* Start Extracted entries *
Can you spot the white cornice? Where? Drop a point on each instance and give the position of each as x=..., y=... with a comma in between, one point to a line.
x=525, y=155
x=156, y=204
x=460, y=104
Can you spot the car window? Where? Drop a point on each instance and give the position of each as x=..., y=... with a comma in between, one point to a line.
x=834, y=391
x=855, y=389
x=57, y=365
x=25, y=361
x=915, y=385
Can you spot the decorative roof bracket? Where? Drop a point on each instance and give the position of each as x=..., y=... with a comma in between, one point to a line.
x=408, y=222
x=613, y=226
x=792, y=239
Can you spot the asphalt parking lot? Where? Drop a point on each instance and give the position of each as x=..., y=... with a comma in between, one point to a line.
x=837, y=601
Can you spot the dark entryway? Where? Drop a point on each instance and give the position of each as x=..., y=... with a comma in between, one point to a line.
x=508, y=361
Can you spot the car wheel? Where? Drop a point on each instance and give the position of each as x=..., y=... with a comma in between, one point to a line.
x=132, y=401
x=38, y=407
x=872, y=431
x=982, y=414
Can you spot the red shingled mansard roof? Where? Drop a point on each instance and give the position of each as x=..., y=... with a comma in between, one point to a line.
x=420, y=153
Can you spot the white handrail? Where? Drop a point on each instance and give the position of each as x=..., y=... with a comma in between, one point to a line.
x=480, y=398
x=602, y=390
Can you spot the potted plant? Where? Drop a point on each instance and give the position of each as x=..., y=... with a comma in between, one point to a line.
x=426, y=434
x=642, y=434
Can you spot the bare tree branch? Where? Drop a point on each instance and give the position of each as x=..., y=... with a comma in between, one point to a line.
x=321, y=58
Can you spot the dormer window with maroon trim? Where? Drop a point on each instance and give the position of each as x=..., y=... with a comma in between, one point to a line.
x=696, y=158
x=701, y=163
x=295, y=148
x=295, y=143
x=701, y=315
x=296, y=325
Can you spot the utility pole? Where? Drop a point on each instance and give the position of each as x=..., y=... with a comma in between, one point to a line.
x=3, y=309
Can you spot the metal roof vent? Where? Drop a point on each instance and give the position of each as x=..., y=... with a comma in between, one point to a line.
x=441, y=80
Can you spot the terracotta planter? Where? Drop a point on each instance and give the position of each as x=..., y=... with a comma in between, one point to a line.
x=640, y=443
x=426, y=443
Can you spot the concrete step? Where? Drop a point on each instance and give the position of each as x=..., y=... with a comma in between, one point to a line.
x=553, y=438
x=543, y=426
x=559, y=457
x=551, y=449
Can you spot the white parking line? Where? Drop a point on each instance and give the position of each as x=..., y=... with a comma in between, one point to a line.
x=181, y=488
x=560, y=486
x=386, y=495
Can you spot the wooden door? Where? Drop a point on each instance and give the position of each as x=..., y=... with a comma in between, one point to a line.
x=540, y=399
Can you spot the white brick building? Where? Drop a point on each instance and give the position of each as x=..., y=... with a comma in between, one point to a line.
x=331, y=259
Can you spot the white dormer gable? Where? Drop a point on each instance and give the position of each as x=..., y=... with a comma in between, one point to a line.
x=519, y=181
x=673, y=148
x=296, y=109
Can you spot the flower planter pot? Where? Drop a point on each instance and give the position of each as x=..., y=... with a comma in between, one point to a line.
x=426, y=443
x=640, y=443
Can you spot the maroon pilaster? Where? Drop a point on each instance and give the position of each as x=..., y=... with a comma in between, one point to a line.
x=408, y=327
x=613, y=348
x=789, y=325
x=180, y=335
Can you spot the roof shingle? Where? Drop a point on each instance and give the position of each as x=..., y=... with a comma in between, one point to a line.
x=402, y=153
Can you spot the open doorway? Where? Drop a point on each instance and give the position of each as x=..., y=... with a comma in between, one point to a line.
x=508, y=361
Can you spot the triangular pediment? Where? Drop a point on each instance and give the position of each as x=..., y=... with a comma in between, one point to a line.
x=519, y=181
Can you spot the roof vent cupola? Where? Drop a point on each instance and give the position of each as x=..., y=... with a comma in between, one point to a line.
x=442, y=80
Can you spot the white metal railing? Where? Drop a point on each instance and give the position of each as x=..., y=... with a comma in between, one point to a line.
* End Extracted entries *
Problem statement
Rewrite the rows starting at the first one and ending at the line that contains "x=915, y=385", replacing "car window" with "vehicle window" and leaving everything else unchanged.

Output for this exercise
Can you spot the white cornice? Where? Drop a point on each instance and give the position of each as x=..., y=... with a comma in between, one point to a line.
x=525, y=155
x=156, y=204
x=460, y=104
Can you spot the vehicle window? Where? Drop a point on each instance and give the position of each as x=..., y=... with a comma in between, one point to a line.
x=834, y=391
x=855, y=389
x=57, y=365
x=25, y=361
x=915, y=385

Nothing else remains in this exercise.